_What needs to be done_:
Go through the data and say how many lines include the string "walking"; return only the figure.

_Data for this task_:
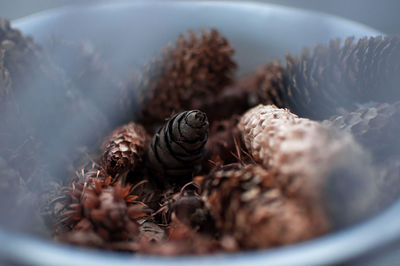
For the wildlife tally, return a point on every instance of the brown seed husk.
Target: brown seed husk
(246, 202)
(314, 161)
(223, 143)
(123, 150)
(105, 209)
(94, 78)
(196, 68)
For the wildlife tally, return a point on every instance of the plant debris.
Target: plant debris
(213, 163)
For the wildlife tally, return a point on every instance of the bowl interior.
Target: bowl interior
(129, 34)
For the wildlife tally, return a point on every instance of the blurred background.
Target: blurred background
(381, 15)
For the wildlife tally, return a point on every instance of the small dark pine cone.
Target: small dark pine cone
(247, 204)
(196, 68)
(374, 126)
(5, 80)
(124, 149)
(107, 210)
(177, 149)
(315, 162)
(19, 50)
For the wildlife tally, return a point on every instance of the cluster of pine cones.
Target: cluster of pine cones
(215, 163)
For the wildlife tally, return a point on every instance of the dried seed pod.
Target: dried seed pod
(124, 150)
(246, 203)
(388, 182)
(196, 68)
(314, 161)
(94, 77)
(374, 126)
(177, 149)
(109, 211)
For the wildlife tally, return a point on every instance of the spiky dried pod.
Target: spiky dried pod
(19, 50)
(247, 204)
(108, 210)
(196, 68)
(314, 161)
(177, 149)
(374, 126)
(317, 84)
(224, 143)
(124, 149)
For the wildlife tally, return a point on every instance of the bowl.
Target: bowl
(258, 32)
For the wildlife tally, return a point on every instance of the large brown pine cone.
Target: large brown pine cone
(105, 209)
(196, 68)
(319, 83)
(124, 149)
(313, 160)
(224, 143)
(247, 203)
(374, 126)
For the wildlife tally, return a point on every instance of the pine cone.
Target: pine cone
(198, 67)
(5, 80)
(316, 85)
(177, 149)
(107, 210)
(314, 161)
(93, 76)
(246, 203)
(375, 127)
(124, 150)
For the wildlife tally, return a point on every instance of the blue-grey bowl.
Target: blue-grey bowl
(131, 33)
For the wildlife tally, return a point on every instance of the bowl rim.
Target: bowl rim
(334, 247)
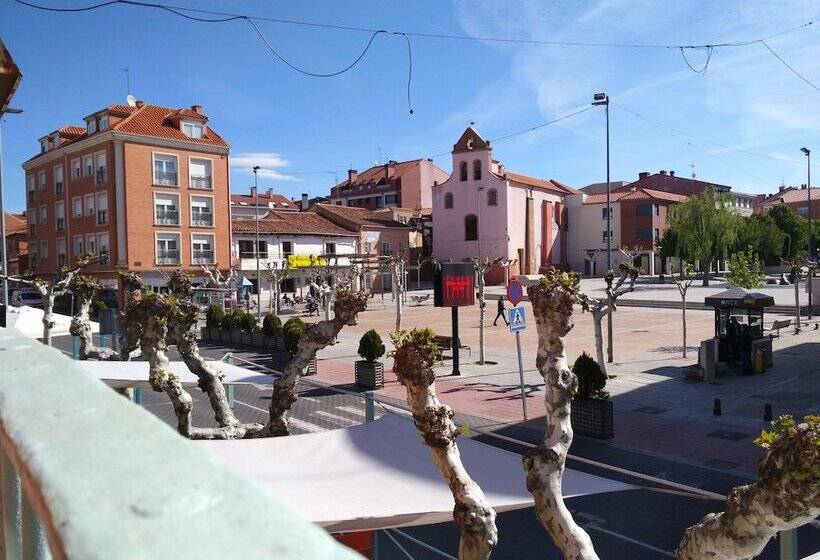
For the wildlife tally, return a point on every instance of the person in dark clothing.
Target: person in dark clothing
(500, 312)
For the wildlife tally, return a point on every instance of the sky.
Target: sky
(294, 125)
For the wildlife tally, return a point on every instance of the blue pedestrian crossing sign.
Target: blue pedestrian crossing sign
(518, 321)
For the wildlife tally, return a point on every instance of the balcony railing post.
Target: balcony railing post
(10, 488)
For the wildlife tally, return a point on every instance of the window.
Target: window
(470, 227)
(492, 197)
(167, 248)
(59, 215)
(166, 209)
(165, 170)
(58, 180)
(200, 172)
(192, 130)
(101, 200)
(99, 168)
(88, 203)
(202, 247)
(202, 211)
(88, 166)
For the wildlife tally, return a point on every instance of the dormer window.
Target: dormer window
(193, 130)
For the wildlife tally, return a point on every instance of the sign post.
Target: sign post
(454, 287)
(518, 322)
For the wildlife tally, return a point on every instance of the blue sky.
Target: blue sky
(292, 123)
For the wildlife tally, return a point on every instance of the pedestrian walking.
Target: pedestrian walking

_Task response_:
2